[Data records — start]

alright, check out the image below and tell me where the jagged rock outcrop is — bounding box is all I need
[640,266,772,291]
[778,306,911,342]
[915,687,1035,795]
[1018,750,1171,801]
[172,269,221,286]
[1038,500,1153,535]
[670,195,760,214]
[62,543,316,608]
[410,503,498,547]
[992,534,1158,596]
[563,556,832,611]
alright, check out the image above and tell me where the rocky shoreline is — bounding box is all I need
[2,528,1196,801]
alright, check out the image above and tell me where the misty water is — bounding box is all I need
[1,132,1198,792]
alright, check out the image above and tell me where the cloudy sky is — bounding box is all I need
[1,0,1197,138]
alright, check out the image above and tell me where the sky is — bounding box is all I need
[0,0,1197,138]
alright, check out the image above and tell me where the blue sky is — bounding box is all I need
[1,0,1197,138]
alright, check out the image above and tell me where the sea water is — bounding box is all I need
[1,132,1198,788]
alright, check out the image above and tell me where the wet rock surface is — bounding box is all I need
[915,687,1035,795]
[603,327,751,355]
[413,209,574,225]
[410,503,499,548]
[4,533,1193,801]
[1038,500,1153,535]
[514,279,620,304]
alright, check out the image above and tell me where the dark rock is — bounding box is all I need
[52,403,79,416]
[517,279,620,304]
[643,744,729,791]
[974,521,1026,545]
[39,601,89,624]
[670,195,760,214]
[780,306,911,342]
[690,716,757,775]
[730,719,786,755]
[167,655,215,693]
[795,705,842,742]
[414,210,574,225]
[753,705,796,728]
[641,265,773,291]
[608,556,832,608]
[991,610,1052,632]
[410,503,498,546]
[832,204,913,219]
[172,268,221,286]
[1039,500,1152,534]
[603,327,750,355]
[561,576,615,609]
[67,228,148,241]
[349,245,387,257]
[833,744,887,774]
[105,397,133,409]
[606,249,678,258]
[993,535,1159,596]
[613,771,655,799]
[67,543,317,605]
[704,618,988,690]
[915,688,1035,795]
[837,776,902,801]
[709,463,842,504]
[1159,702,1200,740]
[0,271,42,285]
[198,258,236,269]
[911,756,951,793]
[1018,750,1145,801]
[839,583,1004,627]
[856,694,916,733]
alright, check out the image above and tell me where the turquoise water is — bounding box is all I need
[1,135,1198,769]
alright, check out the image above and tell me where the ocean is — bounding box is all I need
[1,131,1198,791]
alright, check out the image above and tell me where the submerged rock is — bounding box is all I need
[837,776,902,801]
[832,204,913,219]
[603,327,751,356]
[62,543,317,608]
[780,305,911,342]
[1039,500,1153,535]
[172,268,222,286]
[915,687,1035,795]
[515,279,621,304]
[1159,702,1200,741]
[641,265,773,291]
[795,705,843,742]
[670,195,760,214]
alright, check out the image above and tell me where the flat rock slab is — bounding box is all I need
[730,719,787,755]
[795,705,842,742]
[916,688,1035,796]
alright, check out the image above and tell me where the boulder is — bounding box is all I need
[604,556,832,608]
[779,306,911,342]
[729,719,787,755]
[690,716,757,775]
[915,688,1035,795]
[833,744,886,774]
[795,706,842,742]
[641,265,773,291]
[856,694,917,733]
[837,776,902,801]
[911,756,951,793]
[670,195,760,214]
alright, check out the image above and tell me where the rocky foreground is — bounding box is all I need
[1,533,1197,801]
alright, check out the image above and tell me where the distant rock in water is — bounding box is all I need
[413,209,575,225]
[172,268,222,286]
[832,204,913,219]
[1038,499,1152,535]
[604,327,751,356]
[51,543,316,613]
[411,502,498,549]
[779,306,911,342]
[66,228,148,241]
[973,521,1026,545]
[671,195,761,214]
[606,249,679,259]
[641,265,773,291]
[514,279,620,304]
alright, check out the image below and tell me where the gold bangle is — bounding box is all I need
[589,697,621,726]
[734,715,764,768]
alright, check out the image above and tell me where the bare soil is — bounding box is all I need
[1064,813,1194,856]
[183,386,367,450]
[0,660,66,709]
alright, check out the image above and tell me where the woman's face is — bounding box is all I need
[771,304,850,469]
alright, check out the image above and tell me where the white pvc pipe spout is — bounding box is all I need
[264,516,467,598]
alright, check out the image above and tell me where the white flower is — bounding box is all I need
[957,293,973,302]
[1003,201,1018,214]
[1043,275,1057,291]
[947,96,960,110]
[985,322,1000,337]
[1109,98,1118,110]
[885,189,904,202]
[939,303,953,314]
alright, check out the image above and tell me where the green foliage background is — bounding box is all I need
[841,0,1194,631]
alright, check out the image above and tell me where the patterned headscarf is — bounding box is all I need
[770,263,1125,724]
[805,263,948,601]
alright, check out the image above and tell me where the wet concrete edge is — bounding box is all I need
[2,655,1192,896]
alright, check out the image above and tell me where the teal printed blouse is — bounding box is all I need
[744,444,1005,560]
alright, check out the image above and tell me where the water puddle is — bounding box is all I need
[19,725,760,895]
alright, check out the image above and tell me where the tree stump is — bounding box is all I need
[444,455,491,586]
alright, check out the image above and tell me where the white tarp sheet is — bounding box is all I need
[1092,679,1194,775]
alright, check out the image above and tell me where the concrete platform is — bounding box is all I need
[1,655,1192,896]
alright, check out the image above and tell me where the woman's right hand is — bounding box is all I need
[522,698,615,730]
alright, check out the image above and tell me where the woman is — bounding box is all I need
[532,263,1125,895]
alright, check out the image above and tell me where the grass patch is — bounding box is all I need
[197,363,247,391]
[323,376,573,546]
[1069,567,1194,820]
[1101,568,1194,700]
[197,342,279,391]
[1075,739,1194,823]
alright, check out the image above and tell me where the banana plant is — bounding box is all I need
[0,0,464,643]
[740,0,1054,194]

[Data records — finish]

Line by line, retype all of the records exactly.

= Answer for the task =
alright, check out the image below and tell me where the jagged rock outcrop is — bounding box is all I need
[640,266,772,291]
[778,306,911,342]
[915,687,1035,795]
[1018,750,1171,801]
[172,269,221,286]
[1038,500,1153,535]
[670,195,760,214]
[62,543,316,608]
[410,503,498,547]
[992,534,1158,596]
[563,556,832,611]
alright, check out the image above and tell me where the rocky shoreline is — bounding box is all I need
[2,528,1196,801]
alright, check out the image above and tell me where the misty water is — bounding box is all I need
[1,132,1198,792]
alright, check out the image above and tell me where the cloudy sky is — bounding box is all I need
[1,0,1197,138]
alright, check out the image above and tell me where the sky is — bounding box is all I need
[0,0,1197,138]
alright, check out the image above and tell me where the blue sky is — bounding box is all I need
[1,0,1197,138]
alright, check out the image above and tell me where the sea water is — bounding box is all I need
[1,132,1198,788]
alright, check out the image above and tell me where the wet rock surface is — bounding box is all I need
[915,687,1035,795]
[603,327,751,355]
[413,209,574,225]
[410,503,499,548]
[4,533,1193,801]
[1038,500,1153,535]
[514,279,620,304]
alright, check out the image above and tell me where the dark rock is — bounding box is all I need
[52,403,79,416]
[517,279,620,304]
[643,744,729,791]
[974,521,1026,545]
[39,601,89,624]
[670,195,760,214]
[780,306,911,342]
[690,716,757,775]
[730,719,786,755]
[167,655,215,693]
[795,705,842,742]
[414,210,574,225]
[753,705,796,728]
[641,265,773,291]
[608,556,832,608]
[991,610,1052,632]
[410,503,498,546]
[832,204,913,219]
[172,268,221,286]
[1039,500,1152,534]
[603,327,750,355]
[561,576,615,609]
[67,228,148,241]
[349,245,387,257]
[833,744,887,774]
[105,397,133,409]
[606,249,678,258]
[993,535,1159,596]
[613,771,655,799]
[67,543,317,605]
[704,618,988,690]
[915,688,1035,795]
[837,776,902,801]
[709,463,842,504]
[1159,702,1200,740]
[0,271,42,285]
[198,258,236,269]
[911,756,951,793]
[1018,750,1145,801]
[839,583,1004,627]
[856,694,916,733]
alright, check out the image above and tell me where the turquoise water is — bounding box is all I need
[1,135,1198,769]
alright, check out the image above and tell me where the ocean is — bounding box is all I need
[1,131,1198,791]
alright, check out the image above and tell me where the submerged rock is — bounding box is all I need
[837,776,902,801]
[832,204,913,219]
[603,327,751,356]
[62,543,317,608]
[780,305,911,342]
[1039,500,1153,535]
[172,268,222,286]
[915,687,1035,795]
[515,279,621,304]
[1159,702,1200,741]
[641,265,773,291]
[795,705,843,742]
[670,195,760,214]
alright, check out the image above and tell me where the flat rock slab is — bounding box is all I need
[730,719,787,755]
[795,705,842,742]
[916,688,1035,796]
alright, check out the image above and tell me where the boulder is — bounding box is all I need
[604,556,832,608]
[779,306,911,342]
[729,719,787,755]
[690,716,757,775]
[915,688,1035,795]
[833,744,886,774]
[795,706,842,742]
[641,265,773,291]
[856,694,917,733]
[837,776,902,801]
[911,756,951,793]
[670,195,760,214]
alright, check out the image above and tell me where the rocky foreground is — bounding box is all I need
[1,533,1197,801]
alright, check out the image above and tell me where the distant rock in water is — bounding box is all I need
[413,209,575,225]
[172,268,222,286]
[832,204,913,219]
[1038,499,1152,535]
[604,327,751,356]
[51,543,316,613]
[411,502,498,549]
[779,306,911,342]
[66,228,148,241]
[973,521,1026,545]
[671,195,761,214]
[606,249,679,259]
[641,265,773,291]
[514,279,620,304]
alright, check out the image below and tell me where the gold bangle is — bounding box is all I need
[589,697,621,726]
[734,715,764,768]
alright, check out the image above and tell me where the bare soil is — bounding box is all I need
[1064,813,1194,856]
[183,386,367,450]
[0,660,66,709]
alright, check out the image above and tell me where the woman's face is — bounding box is all I need
[771,304,850,469]
alright, check out the image above and tell me where the white pvc pipe spout is — bounding box is all I need
[264,516,467,598]
alright, check out the image above and tell me where the white flower is — bounding box is all I need
[957,293,973,302]
[1003,201,1018,214]
[1043,275,1057,291]
[947,96,960,110]
[985,322,1000,337]
[1109,98,1118,110]
[885,189,904,202]
[939,303,953,314]
alright, check out the image above and tell me where the green foliage background is — bounding box is all I need
[841,0,1194,631]
alright, check out the image above and tell me where the patterned headscarf is — bounding box is all I need
[770,263,1125,724]
[805,263,948,601]
alright, check out the image above and tell me where the wet concrete edge is — bounding box is all I need
[2,655,1192,896]
alright, check out the image above and tell me where the teal printed blouse is — bounding box is all I need
[744,444,1005,560]
alright, check out the image above and tell me where the water puddle is — bounding box is all I need
[19,725,760,895]
alright, check out the image above and tell me where the tree stump is — bounding box is all I need
[444,455,491,586]
alright, check out the image above and tell me where the white tarp sheet is — bounding box is all I need
[1092,679,1194,775]
alright, check out the image above and tell me where the concrete platform is — bounding box is all I need
[1,655,1192,896]
alright, check out the image above and tell me where the woman's right hand is — bounding box is all I need
[522,698,615,730]
alright, check out the image above and tell me where the woman is — bounding box is all I need
[532,263,1125,895]
alright, check out the image above and tell me where the grass patch is — bounding box is all I need
[197,363,247,391]
[323,376,573,546]
[1069,567,1194,820]
[1101,568,1194,700]
[197,342,279,391]
[1075,739,1194,823]
alright, check out the image above and tell me where the banana plant is — bounding box is all I need
[0,0,464,643]
[740,0,1054,194]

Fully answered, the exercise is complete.